start Data to use

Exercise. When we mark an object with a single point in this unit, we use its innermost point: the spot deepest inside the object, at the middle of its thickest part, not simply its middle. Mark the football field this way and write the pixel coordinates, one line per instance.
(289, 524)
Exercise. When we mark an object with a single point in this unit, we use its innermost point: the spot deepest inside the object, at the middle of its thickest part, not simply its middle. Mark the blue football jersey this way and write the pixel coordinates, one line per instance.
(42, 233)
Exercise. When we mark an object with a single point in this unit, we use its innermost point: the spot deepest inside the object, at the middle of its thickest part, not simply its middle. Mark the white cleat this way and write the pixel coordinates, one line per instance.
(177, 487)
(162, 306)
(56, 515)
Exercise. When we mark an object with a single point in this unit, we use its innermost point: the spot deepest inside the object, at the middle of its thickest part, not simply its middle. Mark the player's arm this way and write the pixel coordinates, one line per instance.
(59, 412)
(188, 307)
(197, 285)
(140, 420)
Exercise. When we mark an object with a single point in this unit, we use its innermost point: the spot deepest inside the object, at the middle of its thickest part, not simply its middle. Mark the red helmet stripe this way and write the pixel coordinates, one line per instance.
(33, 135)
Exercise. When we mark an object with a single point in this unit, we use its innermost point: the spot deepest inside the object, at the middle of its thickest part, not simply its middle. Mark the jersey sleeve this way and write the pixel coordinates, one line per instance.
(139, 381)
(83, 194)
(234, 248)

end Data to use

■ What the task asks
Copy out every line from the one containing "Mark the player's" down through the last of the records, requests included, and scale each coordinate in the answers by 1.85, rounding to whole numbers with halves going up.

■ Right answer
Exercise. When we mark an object with a single point in this unit, we use its innermost point: the spot deepest inside the object, at the middle of its thickest part, not simply its middle. Mark the player's arm this way and write the pixel coordinates, one line per instance.
(109, 762)
(348, 568)
(364, 527)
(259, 777)
Exercise. When we mark an object with a single point in this unit, we use its innermost point: the spot deepest inside the object, at the middle of its thickest part, not simply its middle. Mark the red helmet stripe this way and write the pixel coordinates, one line per instance.
(61, 250)
Exercise. When we mark an object with a single point in this unit, we use its innermost point: the spot deepest inside the object, at the middle of its thickest part, not simply its middle. Mark the jersey sleeve this way and write the pixel coordinates, one line per instance.
(257, 705)
(154, 359)
(433, 459)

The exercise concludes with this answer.